## Extrait du document
· · ·
Je voudrais également souligner que certains partis politiques appuient cette loi, ce qui est tout à fait légitime puisqu'ils ont une alliance naturelle avec les syndicats. Ils le font donc de façon essentiellement structurelle et automatique. Ça fait partie du mode de fonctionnement normal de ces partis politiques qui, par ailleurs, ont peu de chance de former le prochain gouvernement. Dans certains cas, ils n'ont même pas l'intention de le faire. Par contre, des partis politiques peuvent être appelés à former les prochains gouvernements. À mon avis, ces partis devraient recevoir plus d'attention, en ce qui concerne cette question.
J'aimerais conclure en reprenant une célèbre intervention de Stéphane Dion à la Chambre : Il faut dire non, non, non, au projet de loi C-257, non à un projet de loi qui est impuissant à remplir ses promesses.
Maître Giroux pourra répondre à la question portant sur la violence. Si vous avez des questions à ce sujet, il nous fera plaisir de vous fournir des détails.
· · ·
## Consignes
Dans l'extrait, de qui est la célèbre intervention à la Chambre reprise en conclusion ? Les lignes qui suivent n'ont aucun lien avec l'extrait.

## Lignes extraites
· · ·
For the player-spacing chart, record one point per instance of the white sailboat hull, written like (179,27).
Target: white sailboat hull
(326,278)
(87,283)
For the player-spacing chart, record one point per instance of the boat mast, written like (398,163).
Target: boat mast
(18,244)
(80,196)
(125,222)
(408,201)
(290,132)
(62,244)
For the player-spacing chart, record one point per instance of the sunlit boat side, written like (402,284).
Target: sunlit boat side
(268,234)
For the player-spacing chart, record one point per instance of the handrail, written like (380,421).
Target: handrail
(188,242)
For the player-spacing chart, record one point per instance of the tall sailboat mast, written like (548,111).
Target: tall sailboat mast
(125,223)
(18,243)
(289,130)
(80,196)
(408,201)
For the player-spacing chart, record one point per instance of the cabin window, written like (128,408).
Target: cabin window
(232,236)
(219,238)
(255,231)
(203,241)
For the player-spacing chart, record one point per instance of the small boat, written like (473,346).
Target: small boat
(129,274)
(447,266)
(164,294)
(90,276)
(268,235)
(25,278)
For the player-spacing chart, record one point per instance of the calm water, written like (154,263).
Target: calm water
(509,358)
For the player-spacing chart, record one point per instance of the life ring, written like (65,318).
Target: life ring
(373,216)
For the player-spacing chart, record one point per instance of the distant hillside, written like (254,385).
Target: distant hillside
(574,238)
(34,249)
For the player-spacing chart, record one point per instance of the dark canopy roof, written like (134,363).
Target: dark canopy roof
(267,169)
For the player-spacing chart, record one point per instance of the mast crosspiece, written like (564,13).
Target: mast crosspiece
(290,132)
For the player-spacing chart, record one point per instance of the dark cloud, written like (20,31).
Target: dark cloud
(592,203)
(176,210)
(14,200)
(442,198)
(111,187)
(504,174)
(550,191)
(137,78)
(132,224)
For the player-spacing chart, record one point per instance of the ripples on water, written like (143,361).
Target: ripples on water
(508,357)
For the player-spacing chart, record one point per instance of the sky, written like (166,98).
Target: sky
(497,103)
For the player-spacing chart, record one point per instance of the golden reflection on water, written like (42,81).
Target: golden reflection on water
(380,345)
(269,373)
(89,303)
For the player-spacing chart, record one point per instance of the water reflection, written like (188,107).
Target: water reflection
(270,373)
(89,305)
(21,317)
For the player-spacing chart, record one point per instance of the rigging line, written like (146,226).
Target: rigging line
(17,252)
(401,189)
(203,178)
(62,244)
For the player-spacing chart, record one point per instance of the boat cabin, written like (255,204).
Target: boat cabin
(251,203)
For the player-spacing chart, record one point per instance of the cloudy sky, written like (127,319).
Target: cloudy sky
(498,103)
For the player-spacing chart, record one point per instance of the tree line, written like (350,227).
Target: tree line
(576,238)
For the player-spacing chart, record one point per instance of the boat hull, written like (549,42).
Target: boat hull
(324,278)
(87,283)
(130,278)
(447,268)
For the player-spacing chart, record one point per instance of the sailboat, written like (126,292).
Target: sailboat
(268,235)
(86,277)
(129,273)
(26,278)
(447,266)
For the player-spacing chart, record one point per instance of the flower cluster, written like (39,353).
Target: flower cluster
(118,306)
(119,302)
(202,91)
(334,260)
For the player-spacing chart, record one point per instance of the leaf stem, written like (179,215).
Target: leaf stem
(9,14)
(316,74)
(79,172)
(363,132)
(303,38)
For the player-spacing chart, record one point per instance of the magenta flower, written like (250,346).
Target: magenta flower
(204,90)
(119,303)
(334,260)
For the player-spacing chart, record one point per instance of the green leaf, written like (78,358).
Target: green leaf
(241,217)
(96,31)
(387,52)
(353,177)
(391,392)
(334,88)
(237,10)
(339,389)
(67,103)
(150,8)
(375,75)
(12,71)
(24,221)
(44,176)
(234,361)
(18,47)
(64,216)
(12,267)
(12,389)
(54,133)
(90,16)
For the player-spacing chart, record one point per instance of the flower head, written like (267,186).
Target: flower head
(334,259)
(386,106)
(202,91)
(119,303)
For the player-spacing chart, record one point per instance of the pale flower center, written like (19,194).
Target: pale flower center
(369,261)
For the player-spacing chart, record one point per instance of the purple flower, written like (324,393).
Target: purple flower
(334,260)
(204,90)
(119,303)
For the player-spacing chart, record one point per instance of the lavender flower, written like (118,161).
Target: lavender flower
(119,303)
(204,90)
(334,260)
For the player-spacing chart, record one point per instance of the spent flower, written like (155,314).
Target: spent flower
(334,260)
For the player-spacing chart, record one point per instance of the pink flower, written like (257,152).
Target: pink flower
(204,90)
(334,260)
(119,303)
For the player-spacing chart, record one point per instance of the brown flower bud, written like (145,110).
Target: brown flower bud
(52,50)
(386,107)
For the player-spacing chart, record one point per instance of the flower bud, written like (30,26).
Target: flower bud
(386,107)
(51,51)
· · ·
## Solution
De Stéphane Dion.